What to work on: The result should be every line of the listing that holds the word "target".

Data supplied:
----

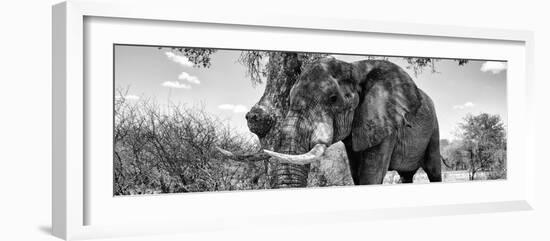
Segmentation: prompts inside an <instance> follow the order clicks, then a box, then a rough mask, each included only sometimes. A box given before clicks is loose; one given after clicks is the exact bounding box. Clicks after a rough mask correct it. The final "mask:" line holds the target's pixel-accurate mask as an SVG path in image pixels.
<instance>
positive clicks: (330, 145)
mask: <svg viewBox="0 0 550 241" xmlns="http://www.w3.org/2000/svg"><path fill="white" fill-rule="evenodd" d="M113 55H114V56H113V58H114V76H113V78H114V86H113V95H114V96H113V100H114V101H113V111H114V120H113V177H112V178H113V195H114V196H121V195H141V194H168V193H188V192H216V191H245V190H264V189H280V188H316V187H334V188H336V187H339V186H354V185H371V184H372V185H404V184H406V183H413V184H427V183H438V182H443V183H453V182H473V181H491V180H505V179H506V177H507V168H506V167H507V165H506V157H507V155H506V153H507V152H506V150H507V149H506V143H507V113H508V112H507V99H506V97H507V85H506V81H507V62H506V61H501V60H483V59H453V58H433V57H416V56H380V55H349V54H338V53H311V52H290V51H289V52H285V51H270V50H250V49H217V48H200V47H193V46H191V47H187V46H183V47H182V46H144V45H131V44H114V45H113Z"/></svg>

----

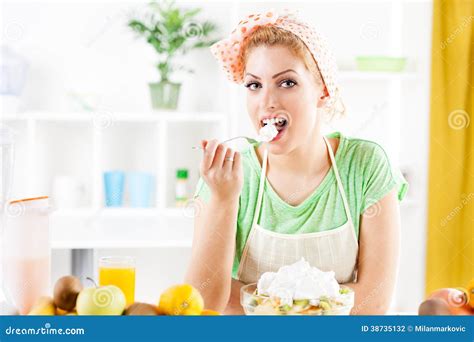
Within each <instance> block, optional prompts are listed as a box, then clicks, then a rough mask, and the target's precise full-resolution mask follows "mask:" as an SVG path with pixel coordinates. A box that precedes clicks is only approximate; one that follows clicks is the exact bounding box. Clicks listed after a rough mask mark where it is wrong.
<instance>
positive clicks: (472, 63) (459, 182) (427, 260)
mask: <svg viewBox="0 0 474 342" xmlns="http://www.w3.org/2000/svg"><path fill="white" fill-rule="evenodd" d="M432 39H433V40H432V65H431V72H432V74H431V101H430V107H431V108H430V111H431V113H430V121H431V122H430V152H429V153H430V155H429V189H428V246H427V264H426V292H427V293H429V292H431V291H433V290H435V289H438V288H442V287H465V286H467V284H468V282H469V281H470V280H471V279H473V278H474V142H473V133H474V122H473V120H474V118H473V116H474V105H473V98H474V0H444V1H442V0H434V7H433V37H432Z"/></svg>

----

Answer box:
Segmentation: prompts inside an <instance> follow the order clicks, then a box, then a rough mask, each included only sometimes. A box given before clicks is loose; one given after clicks is the exact bounding box. Clicks after a rough mask correct it. The final "mask:" line holds the target's pixel-accurate mask as an SVG path in image pixels.
Within each <instance> block, optional prompts are listed as a box, then clicks, then a rough mask, and the target's precise full-resolution mask follows "mask:" as an SVG path with pixel coordinates. A box that precedes clicks is only approximate; one that follows clicks is the exact bounding box. Clicks listed after a rough mask mark where it is wrong.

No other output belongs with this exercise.